### INFORMATION SUPPLIED
********
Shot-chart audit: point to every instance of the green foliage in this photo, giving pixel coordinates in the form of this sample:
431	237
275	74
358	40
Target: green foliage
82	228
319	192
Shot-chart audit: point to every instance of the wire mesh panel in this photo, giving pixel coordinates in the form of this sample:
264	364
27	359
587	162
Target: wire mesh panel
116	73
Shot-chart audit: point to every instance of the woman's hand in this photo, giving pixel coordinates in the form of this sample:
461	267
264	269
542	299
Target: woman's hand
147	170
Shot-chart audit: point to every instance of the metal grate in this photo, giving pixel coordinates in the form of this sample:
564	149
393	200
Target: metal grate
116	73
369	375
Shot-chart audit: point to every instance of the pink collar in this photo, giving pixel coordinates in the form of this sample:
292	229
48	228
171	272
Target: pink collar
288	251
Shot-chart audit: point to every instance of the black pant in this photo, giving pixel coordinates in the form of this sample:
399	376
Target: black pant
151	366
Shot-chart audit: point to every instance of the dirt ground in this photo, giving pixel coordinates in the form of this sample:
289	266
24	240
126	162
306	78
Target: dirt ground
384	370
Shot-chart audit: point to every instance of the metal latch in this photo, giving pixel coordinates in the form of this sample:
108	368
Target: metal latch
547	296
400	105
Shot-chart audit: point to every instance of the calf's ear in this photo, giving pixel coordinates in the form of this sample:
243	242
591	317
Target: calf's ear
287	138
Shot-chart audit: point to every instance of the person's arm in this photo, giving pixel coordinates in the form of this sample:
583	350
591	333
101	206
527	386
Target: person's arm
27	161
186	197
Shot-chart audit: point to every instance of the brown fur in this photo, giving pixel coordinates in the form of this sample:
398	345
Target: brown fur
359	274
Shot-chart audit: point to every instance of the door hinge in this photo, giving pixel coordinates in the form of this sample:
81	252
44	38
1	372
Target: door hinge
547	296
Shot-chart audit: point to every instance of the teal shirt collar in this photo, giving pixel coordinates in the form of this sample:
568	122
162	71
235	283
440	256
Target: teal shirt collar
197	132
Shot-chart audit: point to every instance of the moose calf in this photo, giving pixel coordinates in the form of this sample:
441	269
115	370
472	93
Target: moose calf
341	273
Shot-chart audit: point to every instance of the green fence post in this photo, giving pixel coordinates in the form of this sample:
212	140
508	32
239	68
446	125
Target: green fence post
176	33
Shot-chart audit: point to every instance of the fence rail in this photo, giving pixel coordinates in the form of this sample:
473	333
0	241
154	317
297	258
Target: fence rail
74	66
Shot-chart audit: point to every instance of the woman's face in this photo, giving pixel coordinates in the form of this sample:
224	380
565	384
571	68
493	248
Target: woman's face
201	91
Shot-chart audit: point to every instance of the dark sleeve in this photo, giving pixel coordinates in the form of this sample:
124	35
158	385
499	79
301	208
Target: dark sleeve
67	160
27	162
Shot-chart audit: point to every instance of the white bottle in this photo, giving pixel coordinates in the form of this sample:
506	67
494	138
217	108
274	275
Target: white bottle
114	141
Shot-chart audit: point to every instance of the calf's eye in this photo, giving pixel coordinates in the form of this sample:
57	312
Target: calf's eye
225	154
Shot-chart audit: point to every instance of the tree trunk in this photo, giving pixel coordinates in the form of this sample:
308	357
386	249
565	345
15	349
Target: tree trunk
********
### WHAT YOU WILL DO
A single number is needed: the count of lines in the records that include "trunk".

### SOLUTION
2